Consigne 1: Dans l'article sur la mission d'annoncer l'Amour, relevez chaque mot qui porte une majuscule sans ouvrir une phrase ni un titre. Citez chacun une seule fois.
Consigne 2: Résumez sous forme de liste le paragraphe de l'article sur la mission d'annoncer l'Amour qui commence par « Il n'est pas question », en conservant ses idées principales.

Article:

• • •

Notre mission : annoncer l’Amour

Souvenons-nous de la Pentecôte. Depuis, nous sommes envoyés en mission pour dire que le Seigneur est avec nous. S’il est avec nous, alors pourquoi est-il si discret ? C’est une des réalités de la foi que nous n’avons jamais fini de découvrir. Cette discrétion assumée est, peut-être, pour que nous grandissions, que nous prenions notre monde à cœur pour lui apporter le Salut de Dieu, par nos vies, par nos mains. Pas facile d’avoir la foi, de « mettre notre confiance en Dieu comme si tout dépendait de nous et non de Lui, et se mettre à l’action comme si tout dépendait de nous et non de Lui », selon l’adage igniatien.

Agir avec Dieu

Il n’est pas question de ne rien attendre de Dieu, comme s’il était au spectacle du monde, mais de prendre pleinement notre place. Nous ne sommes pas des pantins, des jouets d’un quelconque démiurge, mais la création aimée de Dieu. Cela change tout, car avec un tel amour, nous ne pouvons pas être perdus. Dieu nous a créés libres pour que nous soyons, avec sa force, les acteurs justes et fraternels de notre monde. Il est avec nous, même lorsque la barque tangue et que souffle le vent. Il est à l’arrière tranquille et serein comme pour nous dire, une fois de plus, « Soyez sans crainte. La paix soit avec vous ». C’est bien le paradoxe de notre Dieu, ce présent tellement absent.

• • •

Données fournies:
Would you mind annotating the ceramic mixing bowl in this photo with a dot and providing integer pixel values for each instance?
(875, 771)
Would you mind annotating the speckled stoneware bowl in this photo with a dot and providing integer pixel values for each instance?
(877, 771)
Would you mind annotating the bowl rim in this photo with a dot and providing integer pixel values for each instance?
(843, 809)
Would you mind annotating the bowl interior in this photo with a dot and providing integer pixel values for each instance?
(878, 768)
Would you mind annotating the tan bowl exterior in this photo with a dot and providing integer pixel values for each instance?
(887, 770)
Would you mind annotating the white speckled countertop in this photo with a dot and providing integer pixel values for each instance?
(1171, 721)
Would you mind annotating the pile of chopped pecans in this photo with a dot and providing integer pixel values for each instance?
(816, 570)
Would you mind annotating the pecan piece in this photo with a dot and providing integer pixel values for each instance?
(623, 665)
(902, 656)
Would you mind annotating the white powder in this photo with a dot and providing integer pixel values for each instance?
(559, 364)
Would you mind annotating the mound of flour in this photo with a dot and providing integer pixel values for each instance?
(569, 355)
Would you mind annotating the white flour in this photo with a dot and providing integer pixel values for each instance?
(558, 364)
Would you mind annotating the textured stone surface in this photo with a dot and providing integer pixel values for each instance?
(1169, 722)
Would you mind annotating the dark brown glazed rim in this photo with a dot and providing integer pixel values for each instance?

• • •

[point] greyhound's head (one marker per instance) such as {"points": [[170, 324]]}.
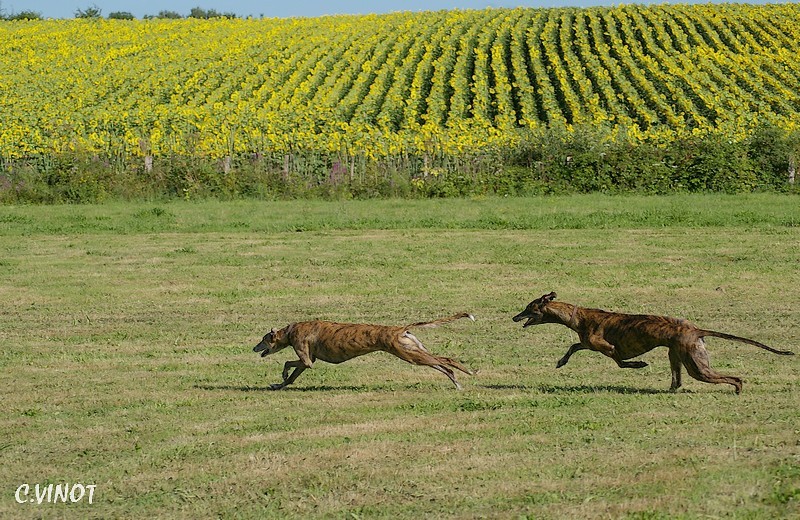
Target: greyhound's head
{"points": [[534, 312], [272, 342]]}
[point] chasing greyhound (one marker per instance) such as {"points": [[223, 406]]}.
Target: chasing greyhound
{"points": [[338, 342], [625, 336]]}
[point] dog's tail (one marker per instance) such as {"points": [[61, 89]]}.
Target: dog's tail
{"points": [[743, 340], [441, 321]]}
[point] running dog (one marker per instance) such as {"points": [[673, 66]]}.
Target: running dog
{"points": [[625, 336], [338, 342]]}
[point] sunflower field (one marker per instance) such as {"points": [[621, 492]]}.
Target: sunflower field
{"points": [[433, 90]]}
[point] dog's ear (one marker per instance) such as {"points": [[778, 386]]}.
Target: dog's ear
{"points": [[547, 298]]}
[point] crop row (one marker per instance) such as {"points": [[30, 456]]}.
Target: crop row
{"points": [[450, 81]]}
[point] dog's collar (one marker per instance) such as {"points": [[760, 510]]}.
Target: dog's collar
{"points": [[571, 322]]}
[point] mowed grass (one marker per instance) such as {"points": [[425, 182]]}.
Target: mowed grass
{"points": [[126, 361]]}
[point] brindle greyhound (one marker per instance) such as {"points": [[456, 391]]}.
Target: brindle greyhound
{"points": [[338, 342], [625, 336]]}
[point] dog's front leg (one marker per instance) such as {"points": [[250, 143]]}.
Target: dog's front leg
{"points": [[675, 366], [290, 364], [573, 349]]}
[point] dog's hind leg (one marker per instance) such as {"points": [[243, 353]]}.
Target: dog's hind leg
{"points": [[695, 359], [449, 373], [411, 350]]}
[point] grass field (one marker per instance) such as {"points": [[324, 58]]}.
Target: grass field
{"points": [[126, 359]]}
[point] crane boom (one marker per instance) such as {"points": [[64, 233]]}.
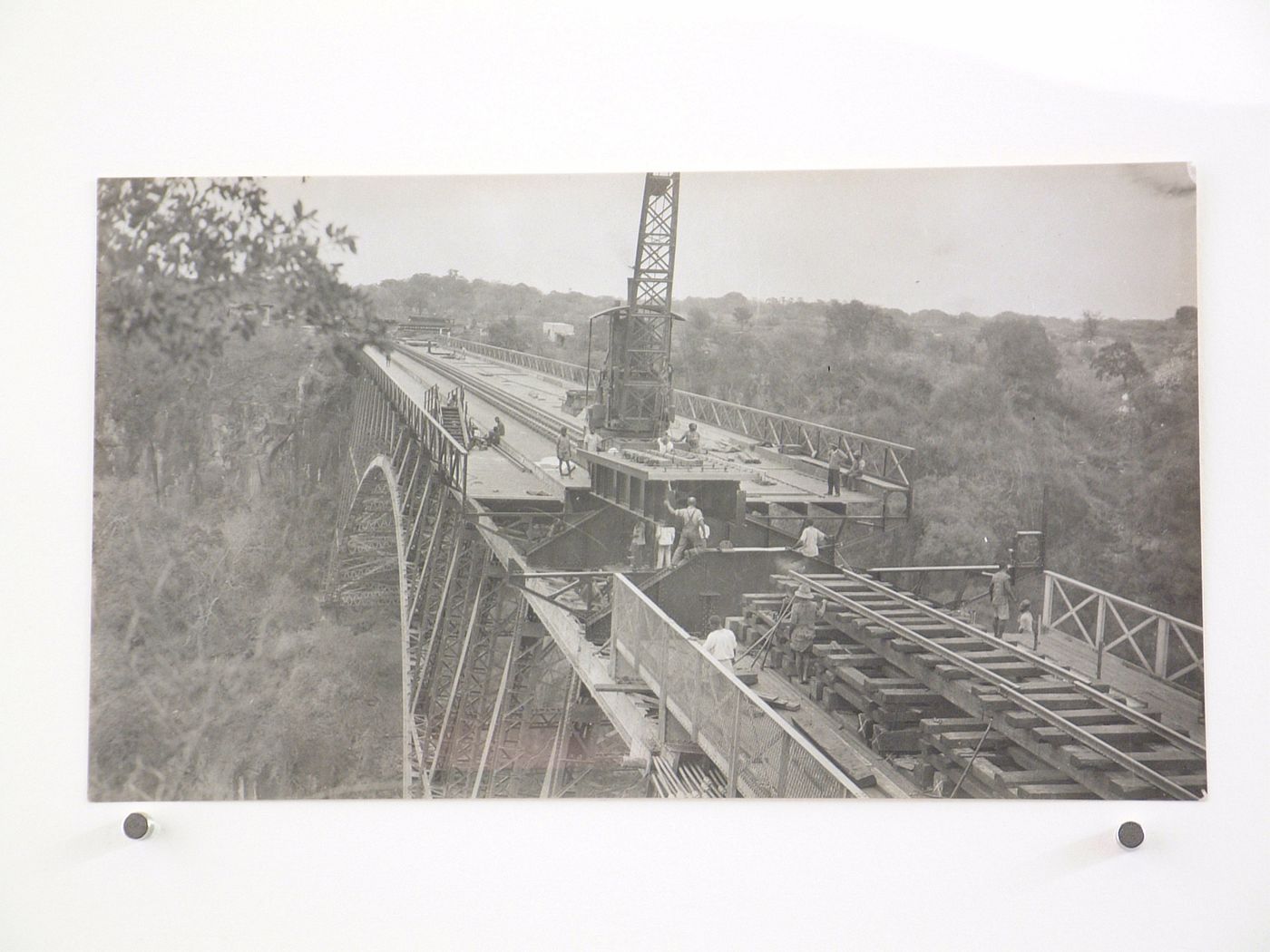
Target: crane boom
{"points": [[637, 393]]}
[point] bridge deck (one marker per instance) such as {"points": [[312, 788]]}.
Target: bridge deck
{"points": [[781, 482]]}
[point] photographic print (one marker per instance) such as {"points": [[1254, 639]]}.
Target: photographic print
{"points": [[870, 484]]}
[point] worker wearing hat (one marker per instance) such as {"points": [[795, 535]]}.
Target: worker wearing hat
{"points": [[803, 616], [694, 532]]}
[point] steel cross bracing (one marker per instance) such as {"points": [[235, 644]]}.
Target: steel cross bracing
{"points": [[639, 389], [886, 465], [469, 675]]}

• • •

Résultat 1: Pentecôte, Seigneur, Salut, Dieu, Lui

Résultat 2:
- Il ne s'agit pas de ne rien attendre de Dieu, mais de prendre pleinement notre place.
- Nous ne sommes pas des pantins, mais la création aimée de Dieu. Avec un tel amour, nous ne pouvons pas être perdus.
- Dieu nous a créés libres pour que nous soyons, avec sa force, les acteurs justes et fraternels de notre monde.
- Il reste avec nous, même quand la barque tangue, tranquille et serein, et semble nous dire : « Soyez sans crainte. La paix soit avec vous ».
- C'est le paradoxe de Dieu : un présent tellement absent.